- Task details -
Write out every line of the records below as a numbered list, skipping any blank lines.

- Excerpted records -
================================
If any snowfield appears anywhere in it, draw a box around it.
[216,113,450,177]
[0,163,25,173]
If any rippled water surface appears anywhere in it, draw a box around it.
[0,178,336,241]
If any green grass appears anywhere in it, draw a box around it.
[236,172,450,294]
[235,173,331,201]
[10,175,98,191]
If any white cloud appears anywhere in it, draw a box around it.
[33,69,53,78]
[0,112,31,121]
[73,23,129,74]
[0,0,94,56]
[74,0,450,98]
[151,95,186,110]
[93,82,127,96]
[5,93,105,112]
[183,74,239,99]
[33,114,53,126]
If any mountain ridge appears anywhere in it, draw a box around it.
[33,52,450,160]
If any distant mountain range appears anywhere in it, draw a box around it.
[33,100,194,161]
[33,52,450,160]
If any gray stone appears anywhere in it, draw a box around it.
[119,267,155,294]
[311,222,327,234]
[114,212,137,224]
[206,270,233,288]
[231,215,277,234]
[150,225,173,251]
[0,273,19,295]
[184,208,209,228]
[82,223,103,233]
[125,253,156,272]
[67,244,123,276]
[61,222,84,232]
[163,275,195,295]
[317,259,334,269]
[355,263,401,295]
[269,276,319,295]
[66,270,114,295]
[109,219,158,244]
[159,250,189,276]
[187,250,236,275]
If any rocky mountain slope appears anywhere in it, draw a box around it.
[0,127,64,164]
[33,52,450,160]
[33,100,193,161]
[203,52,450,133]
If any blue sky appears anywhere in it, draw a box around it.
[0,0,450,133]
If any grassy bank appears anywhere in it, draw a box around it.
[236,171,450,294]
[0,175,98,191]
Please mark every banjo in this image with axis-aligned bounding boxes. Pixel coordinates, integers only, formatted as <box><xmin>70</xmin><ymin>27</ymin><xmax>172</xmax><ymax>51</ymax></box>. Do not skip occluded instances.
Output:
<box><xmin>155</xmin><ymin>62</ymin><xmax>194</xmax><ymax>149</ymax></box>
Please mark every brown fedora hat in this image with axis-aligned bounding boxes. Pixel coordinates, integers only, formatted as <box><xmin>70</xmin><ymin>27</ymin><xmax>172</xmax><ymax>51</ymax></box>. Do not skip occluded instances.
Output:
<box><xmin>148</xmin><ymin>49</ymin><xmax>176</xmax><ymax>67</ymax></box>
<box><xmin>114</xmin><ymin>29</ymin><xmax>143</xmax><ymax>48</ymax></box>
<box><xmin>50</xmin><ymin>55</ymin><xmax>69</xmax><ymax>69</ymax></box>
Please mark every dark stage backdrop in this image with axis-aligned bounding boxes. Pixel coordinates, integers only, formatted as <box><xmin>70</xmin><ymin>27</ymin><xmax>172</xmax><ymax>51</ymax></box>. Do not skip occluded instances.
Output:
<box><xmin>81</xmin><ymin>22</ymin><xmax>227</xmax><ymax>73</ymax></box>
================================
- Reply -
1. If any snowfield appears anywhere in it, draw a box around it.
2. [216,113,450,177]
3. [0,163,25,173]
4. If any rippled water surface appears anywhere in it, draw a box around it.
5. [0,178,336,241]
6. If any green grass appears anywhere in it, draw a box around it.
7. [236,172,450,294]
8. [235,173,331,201]
9. [10,175,98,191]
10. If any white cloud appears anywhere in it, draw a box around it.
11. [33,69,53,78]
12. [0,112,31,121]
13. [73,23,129,74]
14. [0,0,94,56]
15. [74,0,450,98]
16. [151,95,186,110]
17. [93,82,127,96]
18. [5,93,105,112]
19. [183,74,239,99]
20. [33,114,53,126]
21. If any mountain ridge appears anywhere in it, draw a box around it.
22. [33,52,450,160]
23. If any distant mountain range appears anywhere in it, draw a box around it.
24. [33,100,194,161]
25. [33,52,450,160]
26. If any gray stone appears anywhere in it, draw a box around it.
27. [119,267,155,294]
28. [311,222,327,234]
29. [114,212,137,224]
30. [206,270,233,288]
31. [231,215,277,234]
32. [150,225,173,251]
33. [0,273,19,295]
34. [184,208,209,228]
35. [82,223,103,233]
36. [125,253,156,272]
37. [67,244,123,276]
38. [61,222,84,232]
39. [163,275,195,295]
40. [317,259,334,269]
41. [355,263,401,295]
42. [269,276,319,295]
43. [66,270,114,295]
44. [109,219,158,244]
45. [159,250,189,276]
46. [187,250,236,275]
47. If any rocky mountain slope appears anywhere in it, draw a box around it.
48. [0,127,64,164]
49. [33,52,450,160]
50. [33,100,193,161]
51. [203,52,450,133]
52. If any blue sky appears anywhere in it, draw a box around it.
53. [0,0,450,133]
54. If any grassy bank appears anywhere in it, draw a box around it.
55. [236,171,450,294]
56. [0,175,98,191]
57. Please mark every banjo in this image with axis-aligned bounding boxes. Pixel coordinates, integers only, formatted as <box><xmin>70</xmin><ymin>27</ymin><xmax>172</xmax><ymax>51</ymax></box>. Do not skip occluded instances.
58. Output:
59. <box><xmin>155</xmin><ymin>62</ymin><xmax>194</xmax><ymax>149</ymax></box>
60. Please mark every brown fedora hat in this image with axis-aligned bounding boxes. Pixel coordinates, integers only, formatted as <box><xmin>70</xmin><ymin>27</ymin><xmax>172</xmax><ymax>51</ymax></box>. Do not skip occluded instances.
61. Output:
62. <box><xmin>148</xmin><ymin>49</ymin><xmax>176</xmax><ymax>67</ymax></box>
63. <box><xmin>114</xmin><ymin>29</ymin><xmax>143</xmax><ymax>48</ymax></box>
64. <box><xmin>50</xmin><ymin>55</ymin><xmax>69</xmax><ymax>69</ymax></box>
65. Please mark every dark stage backdrop in this image with axis-aligned bounding boxes. Pixel coordinates, integers only, formatted as <box><xmin>70</xmin><ymin>27</ymin><xmax>172</xmax><ymax>51</ymax></box>. Do not skip occluded instances.
66. Output:
67. <box><xmin>81</xmin><ymin>22</ymin><xmax>227</xmax><ymax>73</ymax></box>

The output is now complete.